» **WHAT YOU NEED TO DO**
Give back the lines of the records exactly, starting at the first and ending at the one with "box: [134, 169, 161, 241]".

[[ SUPPLIED MATERIAL open ]]

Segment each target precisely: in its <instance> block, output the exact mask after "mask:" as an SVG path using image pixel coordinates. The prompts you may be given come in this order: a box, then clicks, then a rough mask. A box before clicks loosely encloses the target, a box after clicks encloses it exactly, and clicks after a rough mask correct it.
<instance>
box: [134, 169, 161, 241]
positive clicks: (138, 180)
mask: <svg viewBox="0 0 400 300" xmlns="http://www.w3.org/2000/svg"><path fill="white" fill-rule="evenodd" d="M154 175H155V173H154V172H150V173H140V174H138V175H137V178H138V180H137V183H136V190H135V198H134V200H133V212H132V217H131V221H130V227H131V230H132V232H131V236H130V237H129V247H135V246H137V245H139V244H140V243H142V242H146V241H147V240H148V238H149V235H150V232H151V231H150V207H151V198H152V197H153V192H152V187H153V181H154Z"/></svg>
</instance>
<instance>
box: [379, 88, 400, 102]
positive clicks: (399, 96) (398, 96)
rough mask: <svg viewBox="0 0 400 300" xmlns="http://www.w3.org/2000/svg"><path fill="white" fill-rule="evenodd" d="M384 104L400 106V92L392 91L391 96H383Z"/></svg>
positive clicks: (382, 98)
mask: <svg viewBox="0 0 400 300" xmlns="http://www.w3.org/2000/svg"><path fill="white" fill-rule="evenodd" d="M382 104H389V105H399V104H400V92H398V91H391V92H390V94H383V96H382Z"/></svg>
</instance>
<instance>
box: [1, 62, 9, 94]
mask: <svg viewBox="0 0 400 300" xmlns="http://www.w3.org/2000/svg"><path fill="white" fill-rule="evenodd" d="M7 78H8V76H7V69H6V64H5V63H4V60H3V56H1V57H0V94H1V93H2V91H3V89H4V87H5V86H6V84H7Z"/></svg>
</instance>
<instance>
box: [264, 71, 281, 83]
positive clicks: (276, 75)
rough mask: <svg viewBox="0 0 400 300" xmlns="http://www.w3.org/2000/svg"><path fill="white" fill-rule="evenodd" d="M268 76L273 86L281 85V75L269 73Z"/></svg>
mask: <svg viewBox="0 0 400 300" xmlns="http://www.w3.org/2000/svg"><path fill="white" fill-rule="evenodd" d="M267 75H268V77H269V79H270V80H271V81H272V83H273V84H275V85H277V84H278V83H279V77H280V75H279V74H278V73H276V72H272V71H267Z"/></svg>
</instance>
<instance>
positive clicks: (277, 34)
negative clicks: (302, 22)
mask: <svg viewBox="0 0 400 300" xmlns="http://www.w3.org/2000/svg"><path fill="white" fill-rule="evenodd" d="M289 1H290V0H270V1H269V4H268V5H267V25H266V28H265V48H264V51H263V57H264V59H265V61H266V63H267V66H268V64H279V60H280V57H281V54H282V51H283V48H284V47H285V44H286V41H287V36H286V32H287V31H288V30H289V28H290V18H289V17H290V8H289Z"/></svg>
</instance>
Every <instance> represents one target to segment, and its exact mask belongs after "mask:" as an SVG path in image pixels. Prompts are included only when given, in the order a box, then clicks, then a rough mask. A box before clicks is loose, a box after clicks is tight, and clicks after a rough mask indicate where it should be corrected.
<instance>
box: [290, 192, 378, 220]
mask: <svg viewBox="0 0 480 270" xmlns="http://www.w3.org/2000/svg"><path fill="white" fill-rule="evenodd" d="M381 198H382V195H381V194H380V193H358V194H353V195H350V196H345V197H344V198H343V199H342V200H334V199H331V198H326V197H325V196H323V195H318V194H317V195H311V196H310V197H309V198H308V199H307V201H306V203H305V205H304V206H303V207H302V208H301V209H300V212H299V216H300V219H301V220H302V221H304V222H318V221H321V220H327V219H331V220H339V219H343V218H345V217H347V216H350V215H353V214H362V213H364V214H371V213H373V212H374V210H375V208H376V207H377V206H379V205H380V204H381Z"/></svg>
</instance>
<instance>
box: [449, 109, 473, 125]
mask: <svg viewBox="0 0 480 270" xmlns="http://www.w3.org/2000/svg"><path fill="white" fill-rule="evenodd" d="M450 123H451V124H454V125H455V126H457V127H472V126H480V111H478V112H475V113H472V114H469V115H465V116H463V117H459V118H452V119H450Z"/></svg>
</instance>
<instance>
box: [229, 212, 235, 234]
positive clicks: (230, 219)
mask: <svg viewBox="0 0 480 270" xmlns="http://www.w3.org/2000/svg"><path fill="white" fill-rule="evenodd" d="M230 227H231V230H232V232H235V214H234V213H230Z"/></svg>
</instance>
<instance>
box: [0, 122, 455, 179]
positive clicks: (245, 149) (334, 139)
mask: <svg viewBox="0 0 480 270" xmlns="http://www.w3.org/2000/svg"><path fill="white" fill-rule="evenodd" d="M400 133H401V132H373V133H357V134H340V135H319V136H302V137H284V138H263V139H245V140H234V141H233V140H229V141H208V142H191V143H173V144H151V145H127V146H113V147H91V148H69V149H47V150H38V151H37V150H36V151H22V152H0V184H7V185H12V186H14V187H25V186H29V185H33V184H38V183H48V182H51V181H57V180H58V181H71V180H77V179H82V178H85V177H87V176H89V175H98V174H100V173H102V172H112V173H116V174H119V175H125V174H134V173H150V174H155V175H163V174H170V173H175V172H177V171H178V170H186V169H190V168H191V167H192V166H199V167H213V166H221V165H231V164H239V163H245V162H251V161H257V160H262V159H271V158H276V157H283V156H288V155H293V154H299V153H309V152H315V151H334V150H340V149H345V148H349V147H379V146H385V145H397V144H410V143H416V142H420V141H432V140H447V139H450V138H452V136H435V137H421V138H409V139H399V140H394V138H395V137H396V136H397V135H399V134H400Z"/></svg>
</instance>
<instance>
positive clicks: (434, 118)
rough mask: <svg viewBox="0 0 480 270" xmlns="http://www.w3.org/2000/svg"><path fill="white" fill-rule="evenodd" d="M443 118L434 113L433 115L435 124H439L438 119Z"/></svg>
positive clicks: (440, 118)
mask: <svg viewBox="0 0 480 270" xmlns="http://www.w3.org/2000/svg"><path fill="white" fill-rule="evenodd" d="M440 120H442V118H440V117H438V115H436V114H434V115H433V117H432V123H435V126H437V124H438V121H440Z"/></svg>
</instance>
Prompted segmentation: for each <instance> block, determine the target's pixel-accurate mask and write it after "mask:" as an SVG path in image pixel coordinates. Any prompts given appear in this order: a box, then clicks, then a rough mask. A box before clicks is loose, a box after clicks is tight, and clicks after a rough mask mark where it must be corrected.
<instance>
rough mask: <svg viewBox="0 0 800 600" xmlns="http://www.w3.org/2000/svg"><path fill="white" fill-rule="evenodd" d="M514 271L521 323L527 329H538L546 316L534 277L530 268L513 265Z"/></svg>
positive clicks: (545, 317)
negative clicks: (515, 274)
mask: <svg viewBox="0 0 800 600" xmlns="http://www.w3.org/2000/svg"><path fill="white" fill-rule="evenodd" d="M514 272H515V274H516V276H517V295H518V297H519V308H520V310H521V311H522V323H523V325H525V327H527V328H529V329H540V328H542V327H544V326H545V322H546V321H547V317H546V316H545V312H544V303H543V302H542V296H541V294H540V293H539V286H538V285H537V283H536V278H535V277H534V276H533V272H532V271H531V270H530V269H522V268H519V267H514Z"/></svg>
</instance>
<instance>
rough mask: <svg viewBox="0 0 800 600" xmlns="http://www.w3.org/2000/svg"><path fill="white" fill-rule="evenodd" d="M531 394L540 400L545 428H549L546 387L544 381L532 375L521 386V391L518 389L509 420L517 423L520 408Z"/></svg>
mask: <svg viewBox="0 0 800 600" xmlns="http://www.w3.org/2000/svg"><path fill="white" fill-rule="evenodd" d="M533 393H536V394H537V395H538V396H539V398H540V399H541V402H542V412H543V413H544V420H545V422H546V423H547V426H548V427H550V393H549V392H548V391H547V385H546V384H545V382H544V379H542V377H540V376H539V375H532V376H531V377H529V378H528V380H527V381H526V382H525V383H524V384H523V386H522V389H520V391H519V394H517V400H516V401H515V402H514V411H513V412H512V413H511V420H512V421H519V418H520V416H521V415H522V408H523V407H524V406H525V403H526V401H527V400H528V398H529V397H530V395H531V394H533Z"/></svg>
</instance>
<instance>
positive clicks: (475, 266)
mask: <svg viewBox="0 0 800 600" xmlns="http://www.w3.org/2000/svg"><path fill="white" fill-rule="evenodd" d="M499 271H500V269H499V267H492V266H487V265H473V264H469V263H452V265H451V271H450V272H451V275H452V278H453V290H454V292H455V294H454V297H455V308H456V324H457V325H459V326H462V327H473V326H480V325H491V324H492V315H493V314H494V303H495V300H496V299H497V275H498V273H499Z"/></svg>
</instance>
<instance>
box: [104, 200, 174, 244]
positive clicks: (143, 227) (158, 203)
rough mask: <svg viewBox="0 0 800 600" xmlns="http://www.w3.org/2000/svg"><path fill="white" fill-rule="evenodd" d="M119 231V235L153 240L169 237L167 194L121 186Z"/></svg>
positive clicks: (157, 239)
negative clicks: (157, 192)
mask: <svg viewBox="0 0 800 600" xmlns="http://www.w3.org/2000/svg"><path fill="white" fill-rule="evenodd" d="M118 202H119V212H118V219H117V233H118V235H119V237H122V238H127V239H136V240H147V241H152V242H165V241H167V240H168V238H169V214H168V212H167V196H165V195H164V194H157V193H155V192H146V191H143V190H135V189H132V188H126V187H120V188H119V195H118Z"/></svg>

[[ SUPPLIED MATERIAL closed ]]

» **ANSWER AREA**
Segment each target precisely: in its <instance> block, output the exact mask after "mask:" as an SVG path using image pixel coordinates. The prompts you may be given come in this order: a box, then clicks, then a rough mask. A box before clicks loosely encloses the target, a box after clicks encloses it exactly, and clicks after a rough mask correct it.
<instance>
box: [134, 169, 161, 241]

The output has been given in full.